<<<<
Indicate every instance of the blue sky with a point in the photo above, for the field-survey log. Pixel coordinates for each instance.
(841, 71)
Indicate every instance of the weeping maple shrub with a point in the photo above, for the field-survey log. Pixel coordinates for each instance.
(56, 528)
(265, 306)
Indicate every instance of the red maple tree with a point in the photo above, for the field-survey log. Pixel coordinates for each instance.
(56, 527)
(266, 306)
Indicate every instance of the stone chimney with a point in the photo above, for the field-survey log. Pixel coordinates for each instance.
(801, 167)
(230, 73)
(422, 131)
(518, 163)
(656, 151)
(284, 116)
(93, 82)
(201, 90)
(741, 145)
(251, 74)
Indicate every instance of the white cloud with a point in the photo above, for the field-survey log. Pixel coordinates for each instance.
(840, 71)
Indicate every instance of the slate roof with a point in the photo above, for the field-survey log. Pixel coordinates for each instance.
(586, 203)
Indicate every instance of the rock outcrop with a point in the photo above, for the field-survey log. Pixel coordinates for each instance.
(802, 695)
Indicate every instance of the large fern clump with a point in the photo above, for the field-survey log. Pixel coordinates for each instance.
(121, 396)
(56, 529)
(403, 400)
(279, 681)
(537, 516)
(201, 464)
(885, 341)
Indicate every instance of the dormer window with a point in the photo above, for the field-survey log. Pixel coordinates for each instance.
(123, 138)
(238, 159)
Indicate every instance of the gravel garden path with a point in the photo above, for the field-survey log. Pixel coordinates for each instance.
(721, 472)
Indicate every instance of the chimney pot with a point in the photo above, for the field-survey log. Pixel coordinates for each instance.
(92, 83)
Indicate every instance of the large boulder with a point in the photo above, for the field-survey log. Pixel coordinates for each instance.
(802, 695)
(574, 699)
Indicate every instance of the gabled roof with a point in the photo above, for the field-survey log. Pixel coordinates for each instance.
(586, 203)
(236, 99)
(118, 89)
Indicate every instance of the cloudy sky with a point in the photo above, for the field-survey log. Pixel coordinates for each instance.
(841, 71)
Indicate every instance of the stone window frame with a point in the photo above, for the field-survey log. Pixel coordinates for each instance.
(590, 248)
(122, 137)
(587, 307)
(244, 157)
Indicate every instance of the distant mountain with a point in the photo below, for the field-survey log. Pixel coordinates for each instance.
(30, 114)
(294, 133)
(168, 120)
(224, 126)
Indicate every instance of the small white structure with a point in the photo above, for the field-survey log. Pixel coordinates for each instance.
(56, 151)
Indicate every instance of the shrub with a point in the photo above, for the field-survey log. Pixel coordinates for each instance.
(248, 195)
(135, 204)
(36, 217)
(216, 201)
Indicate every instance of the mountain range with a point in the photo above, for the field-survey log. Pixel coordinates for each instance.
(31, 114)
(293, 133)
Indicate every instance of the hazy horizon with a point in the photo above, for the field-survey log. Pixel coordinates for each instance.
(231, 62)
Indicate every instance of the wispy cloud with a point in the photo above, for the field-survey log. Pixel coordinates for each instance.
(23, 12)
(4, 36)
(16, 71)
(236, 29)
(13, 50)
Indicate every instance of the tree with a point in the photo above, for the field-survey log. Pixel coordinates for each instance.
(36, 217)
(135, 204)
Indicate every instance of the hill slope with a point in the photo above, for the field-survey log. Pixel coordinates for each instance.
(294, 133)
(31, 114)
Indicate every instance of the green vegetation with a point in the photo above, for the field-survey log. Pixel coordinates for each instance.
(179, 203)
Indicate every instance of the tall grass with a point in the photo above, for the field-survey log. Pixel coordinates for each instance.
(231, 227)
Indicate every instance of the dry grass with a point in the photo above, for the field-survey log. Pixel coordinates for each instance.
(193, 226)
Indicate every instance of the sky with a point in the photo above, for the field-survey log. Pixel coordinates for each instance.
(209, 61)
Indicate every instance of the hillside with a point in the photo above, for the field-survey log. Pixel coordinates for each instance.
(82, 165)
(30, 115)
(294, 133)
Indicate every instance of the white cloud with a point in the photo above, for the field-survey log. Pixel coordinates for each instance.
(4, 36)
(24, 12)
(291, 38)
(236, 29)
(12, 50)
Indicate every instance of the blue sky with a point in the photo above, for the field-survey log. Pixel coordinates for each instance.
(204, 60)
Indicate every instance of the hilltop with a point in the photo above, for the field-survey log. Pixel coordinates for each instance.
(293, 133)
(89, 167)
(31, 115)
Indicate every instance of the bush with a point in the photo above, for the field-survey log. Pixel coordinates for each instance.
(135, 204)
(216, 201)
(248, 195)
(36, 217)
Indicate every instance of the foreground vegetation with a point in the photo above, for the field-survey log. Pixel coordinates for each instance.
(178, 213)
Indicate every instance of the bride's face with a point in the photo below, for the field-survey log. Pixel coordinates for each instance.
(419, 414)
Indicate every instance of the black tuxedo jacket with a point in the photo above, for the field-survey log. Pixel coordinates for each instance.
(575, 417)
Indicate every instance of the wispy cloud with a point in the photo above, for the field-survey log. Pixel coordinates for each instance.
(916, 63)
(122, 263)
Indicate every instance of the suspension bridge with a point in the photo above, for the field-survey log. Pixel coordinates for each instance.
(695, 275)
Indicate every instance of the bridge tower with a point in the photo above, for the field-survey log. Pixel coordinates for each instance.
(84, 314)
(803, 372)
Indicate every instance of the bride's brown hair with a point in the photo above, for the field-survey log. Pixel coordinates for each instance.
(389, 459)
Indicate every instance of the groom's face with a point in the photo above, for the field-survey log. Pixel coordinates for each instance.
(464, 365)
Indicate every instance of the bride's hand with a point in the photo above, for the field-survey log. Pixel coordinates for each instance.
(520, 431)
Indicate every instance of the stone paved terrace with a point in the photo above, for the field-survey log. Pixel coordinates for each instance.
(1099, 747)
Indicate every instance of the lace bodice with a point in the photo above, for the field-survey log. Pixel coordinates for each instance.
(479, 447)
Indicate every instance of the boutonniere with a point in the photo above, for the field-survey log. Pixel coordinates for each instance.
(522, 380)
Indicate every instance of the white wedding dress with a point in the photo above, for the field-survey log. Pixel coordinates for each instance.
>>>>
Goal -
Rewrite the stretch of the records from the line containing "Indicate every instance of the stone paved" through the line containing "(1099, 747)", requests included, and increase every coordinate in the answers by 87.

Reply -
Indicate every instance of the stone paved terrace with a point in the photo above, for the field-survey log. Pixel coordinates for each instance.
(1186, 834)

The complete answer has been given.